A university mobilised in the refugee crisis

While Europe-wide responses to the refugee crisis are still underdeveloped, local responses have emerged, and with them have come best practices. Today’s blog post is from Hungary, an important point of contention in this situation. Countering hostility towards refugees, the Central European University has taken serious action to alleviate the dire conditions under which refugees are living.
In August 2015, Budapest became the centre of a burgeoning refugee crisis in Europe, with thousands crossing through the city on almost a daily basis, bound for a more welcoming Germany. Central European University (CEU), a graduate institution founded in 1991 with the explicit mission of supporting open society and democracy, reacted quickly, organically, and on several fronts to the humanitarian crisis unfolding just blocks away from our campus.
A unique approach
As word spread via social media about how citizens could help, CEU staff and faculty, both Hungarian and foreign, joined the dozens of volunteers providing food, water, blankets and other supplies to refugees stranded at train stations in the capital. The university administration agreed to provide space for a key humanitarian group, Migration Aid, to collect and sort donations on campus for delivery to the stations for the month of August. University president and Rector John Shattuck created a task force to coordinate all the initiatives, both humanitarian and academic, that were emerging from faculty, staff, and students across the university. As students arrived, experienced volunteers from the CEU community held 14 information sessions on how to help – one incoming student formed a Facebook group called CEU Helps that continues to coordinate volunteer activities.
Some of our initiatives were unique or innovative. For example, to harness the power of our university’s incredible diversity – we have students from 104 countries – we called for volunteer translators who know Arabic, Urdu, Farsi, Pashto and other languages and arranged for them to help various NGOs and refugees communicate. A CEU team developed and operated mobile WiFi and phone-charging stations for refugees throughout the crisis in Budapest, providing a ‘digital lifeline’ for people who often had nothing else with them but a mobile phone. Team members now offer workshops to NGOs and are helping to extend this project to other refugee border crossings.

Segmentation annotation entries
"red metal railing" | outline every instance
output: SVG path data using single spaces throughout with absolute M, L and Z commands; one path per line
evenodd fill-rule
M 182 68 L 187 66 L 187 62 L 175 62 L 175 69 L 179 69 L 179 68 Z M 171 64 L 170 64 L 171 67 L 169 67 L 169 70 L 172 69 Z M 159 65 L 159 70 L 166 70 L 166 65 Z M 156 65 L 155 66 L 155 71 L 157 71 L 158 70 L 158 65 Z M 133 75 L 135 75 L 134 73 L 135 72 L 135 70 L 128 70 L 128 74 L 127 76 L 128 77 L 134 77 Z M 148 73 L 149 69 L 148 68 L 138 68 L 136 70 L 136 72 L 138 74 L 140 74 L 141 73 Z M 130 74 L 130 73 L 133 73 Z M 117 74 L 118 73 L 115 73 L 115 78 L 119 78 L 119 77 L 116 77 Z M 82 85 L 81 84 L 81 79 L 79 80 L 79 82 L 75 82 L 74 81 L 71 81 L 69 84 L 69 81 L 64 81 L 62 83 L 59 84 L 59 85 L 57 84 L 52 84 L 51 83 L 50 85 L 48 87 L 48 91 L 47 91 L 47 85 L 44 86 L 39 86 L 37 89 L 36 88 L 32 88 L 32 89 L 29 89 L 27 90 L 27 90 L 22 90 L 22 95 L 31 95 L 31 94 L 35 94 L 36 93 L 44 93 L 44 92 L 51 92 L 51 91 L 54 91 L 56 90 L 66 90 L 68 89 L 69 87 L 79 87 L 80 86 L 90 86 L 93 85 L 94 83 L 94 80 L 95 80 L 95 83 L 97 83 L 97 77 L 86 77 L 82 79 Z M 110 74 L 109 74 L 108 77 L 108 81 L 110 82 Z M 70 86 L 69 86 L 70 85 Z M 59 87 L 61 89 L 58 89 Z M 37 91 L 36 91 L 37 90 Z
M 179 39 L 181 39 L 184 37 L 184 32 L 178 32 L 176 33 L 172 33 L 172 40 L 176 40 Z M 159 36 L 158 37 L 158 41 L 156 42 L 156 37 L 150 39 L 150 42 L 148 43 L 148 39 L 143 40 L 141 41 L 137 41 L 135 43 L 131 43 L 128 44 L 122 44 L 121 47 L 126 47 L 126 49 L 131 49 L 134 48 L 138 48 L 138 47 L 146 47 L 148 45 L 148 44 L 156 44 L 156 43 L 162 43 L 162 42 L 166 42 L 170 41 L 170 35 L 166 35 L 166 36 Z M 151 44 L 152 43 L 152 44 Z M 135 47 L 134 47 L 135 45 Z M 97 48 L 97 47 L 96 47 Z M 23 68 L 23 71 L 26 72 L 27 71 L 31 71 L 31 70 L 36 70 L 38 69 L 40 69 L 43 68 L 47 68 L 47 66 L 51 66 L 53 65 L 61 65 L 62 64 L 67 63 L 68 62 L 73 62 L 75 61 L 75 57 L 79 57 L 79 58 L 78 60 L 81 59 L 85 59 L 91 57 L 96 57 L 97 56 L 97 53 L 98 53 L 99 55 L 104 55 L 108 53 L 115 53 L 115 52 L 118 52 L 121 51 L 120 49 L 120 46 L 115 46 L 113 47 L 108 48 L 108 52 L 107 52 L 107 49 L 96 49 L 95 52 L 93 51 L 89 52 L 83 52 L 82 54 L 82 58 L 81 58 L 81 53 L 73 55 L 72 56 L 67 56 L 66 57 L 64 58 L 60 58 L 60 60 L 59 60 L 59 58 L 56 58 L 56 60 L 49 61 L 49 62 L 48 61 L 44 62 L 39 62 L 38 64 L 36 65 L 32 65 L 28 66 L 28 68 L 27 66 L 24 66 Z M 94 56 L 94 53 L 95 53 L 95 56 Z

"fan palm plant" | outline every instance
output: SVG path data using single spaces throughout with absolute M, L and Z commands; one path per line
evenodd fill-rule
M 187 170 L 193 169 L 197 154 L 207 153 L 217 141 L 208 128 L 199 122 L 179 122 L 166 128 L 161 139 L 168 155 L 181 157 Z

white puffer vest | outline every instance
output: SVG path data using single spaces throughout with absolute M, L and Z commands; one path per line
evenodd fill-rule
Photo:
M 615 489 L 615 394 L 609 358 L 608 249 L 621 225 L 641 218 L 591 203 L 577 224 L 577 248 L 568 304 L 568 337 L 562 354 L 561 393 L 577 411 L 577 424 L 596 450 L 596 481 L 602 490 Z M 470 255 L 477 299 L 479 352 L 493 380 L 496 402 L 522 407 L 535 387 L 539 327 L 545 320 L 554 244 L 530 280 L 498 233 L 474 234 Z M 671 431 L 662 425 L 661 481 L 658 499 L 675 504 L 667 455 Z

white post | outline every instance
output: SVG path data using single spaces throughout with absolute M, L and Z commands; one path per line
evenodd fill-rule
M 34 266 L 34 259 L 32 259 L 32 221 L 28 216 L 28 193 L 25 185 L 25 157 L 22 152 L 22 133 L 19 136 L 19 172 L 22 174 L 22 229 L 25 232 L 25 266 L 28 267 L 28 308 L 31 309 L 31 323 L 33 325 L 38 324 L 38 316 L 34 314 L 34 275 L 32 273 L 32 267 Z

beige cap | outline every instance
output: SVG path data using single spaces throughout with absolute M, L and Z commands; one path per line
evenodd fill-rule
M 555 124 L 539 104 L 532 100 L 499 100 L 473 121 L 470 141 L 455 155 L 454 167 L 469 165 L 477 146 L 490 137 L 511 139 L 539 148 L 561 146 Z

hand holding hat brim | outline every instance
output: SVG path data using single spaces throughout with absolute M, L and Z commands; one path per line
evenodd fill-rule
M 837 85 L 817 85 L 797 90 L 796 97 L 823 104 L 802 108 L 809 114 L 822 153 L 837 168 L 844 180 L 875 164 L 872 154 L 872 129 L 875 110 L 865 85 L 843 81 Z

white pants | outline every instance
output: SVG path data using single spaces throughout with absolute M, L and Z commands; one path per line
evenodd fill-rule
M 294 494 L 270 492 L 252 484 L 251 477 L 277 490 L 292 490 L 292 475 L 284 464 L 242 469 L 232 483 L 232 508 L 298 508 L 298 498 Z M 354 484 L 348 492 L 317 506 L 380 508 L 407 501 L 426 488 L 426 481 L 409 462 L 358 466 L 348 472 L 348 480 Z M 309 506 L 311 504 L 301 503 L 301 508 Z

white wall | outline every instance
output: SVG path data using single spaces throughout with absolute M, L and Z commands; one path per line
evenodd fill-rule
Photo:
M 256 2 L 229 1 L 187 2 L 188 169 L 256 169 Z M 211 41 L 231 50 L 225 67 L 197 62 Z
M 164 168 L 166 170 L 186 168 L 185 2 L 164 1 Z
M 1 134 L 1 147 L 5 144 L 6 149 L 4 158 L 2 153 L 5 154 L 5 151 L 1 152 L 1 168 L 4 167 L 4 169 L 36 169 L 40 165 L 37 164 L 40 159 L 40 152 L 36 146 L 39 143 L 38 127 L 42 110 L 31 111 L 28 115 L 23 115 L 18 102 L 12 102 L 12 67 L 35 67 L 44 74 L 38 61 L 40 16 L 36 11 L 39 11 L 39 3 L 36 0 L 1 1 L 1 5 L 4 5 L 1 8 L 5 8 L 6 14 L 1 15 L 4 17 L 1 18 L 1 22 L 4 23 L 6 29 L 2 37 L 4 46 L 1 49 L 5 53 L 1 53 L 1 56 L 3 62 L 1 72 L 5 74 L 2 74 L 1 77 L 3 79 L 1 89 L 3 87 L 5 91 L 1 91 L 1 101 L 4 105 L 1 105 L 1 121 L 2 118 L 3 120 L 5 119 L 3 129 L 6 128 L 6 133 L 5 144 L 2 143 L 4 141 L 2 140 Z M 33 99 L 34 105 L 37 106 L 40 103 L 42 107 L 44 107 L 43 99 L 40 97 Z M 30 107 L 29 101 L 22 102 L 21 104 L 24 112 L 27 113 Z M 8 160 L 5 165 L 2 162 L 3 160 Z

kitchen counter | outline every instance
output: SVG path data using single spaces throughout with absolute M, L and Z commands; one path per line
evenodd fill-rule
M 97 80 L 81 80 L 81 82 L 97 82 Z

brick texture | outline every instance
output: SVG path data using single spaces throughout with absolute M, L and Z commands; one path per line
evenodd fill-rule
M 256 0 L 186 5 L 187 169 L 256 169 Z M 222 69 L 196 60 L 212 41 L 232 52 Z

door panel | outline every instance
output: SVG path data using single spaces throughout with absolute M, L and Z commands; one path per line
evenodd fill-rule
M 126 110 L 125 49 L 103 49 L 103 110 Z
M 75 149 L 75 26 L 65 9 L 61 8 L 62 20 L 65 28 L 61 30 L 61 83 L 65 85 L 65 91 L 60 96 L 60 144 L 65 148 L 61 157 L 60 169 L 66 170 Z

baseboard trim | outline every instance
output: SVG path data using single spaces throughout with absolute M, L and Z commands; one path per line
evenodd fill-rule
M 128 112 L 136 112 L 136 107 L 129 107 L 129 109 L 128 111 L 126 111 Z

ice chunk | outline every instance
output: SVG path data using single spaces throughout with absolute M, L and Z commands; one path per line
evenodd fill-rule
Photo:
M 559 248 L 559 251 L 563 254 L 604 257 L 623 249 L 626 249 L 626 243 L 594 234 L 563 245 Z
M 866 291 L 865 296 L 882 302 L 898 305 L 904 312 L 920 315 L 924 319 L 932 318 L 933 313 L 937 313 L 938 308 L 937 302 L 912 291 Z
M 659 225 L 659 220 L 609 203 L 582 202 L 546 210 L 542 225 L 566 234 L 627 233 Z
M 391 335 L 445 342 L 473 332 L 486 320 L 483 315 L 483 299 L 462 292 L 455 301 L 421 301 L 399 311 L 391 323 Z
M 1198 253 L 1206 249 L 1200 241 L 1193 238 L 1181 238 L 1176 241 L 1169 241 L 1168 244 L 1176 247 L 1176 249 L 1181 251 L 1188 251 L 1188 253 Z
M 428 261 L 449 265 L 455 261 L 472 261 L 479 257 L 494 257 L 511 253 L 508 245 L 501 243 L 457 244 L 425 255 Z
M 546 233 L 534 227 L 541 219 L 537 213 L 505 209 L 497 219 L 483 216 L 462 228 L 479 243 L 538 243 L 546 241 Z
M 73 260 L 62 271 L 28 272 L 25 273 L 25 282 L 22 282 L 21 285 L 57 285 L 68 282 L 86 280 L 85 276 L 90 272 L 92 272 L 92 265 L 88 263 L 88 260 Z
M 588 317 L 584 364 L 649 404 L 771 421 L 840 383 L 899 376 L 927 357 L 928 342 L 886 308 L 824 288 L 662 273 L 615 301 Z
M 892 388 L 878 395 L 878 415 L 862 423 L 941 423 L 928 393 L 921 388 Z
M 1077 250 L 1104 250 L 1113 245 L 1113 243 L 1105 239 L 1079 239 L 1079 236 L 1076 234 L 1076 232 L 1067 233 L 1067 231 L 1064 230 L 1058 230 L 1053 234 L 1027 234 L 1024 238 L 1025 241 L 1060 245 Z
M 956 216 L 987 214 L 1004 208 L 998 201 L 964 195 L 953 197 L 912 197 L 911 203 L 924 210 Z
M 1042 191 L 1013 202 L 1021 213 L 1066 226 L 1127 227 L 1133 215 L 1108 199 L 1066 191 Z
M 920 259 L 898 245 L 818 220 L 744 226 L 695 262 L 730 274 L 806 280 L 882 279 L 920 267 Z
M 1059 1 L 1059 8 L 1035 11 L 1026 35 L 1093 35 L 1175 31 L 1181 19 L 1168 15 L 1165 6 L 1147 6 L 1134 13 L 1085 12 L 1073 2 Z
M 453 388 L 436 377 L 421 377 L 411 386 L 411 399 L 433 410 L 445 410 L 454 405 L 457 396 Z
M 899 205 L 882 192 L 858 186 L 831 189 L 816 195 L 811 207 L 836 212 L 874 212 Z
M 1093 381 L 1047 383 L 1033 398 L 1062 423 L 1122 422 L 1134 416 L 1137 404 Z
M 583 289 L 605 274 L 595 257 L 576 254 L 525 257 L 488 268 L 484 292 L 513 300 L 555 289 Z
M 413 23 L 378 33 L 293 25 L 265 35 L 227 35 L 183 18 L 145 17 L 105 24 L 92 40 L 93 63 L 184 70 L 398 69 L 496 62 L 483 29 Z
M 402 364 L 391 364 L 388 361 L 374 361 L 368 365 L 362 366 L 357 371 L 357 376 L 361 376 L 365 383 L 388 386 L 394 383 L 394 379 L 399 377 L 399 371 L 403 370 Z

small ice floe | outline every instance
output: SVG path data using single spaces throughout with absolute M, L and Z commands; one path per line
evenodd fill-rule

(TO-DO LIST):
1) For each statement about the blog post on the university's refugee response, answer yes or no depending on whether it agrees with the blog post, and quote the deciding words: (a) The university was founded in 1991. (b) Experienced volunteers held 12 information sessions on how to help. (c) The university has students from 104 countries.
2) Return the lines of the entries from their very first line through the line containing "M 182 68 L 187", including both ends, copied exactly and with nothing else.
The blog post and the entries come from separate, unrelated sources.

(WRITTEN RESPONSES):
1)
(a) Yes: "a graduate institution founded in 1991"
(b) No: "held 14 information sessions on how to help"
(c) Yes: "we have students from 104 countries"

2)
"red metal railing" | outline every instance
output: SVG path data using single spaces throughout with absolute M, L and Z commands; one path per line
evenodd fill-rule
M 182 68 L 187 66 L 187 62 L 175 62 L 175 69 L 179 69 L 179 68 Z M 171 64 L 170 64 L 171 67 L 169 67 L 169 70 L 172 69 Z M 159 65 L 159 70 L 166 70 L 166 65 Z M 156 65 L 155 66 L 155 71 L 157 71 L 158 70 L 158 65 Z M 133 75 L 135 75 L 134 73 L 135 72 L 135 70 L 128 70 L 128 74 L 127 76 L 128 77 L 134 77 Z M 148 73 L 149 69 L 148 68 L 138 68 L 136 70 L 136 72 L 138 74 L 140 74 L 141 73 Z M 130 74 L 130 73 L 133 73 Z M 117 74 L 118 73 L 115 73 L 115 78 L 119 78 L 119 77 L 116 77 Z M 82 85 L 81 84 L 81 79 L 79 80 L 79 82 L 75 82 L 74 81 L 71 81 L 69 84 L 69 81 L 64 81 L 62 83 L 59 84 L 59 85 L 57 84 L 52 84 L 51 83 L 50 85 L 48 87 L 48 91 L 47 91 L 47 85 L 44 86 L 39 86 L 37 89 L 36 88 L 32 88 L 32 89 L 29 89 L 27 90 L 27 90 L 22 90 L 22 95 L 31 95 L 31 94 L 35 94 L 36 93 L 44 93 L 44 92 L 51 92 L 51 91 L 54 91 L 56 90 L 66 90 L 68 89 L 69 87 L 79 87 L 80 86 L 90 86 L 93 85 L 94 83 L 94 80 L 95 80 L 95 83 L 97 83 L 97 77 L 86 77 L 82 79 Z M 110 74 L 109 74 L 108 77 L 108 81 L 110 82 Z M 70 86 L 69 86 L 70 85 Z M 59 87 L 61 89 L 58 89 Z M 37 91 L 36 91 L 37 90 Z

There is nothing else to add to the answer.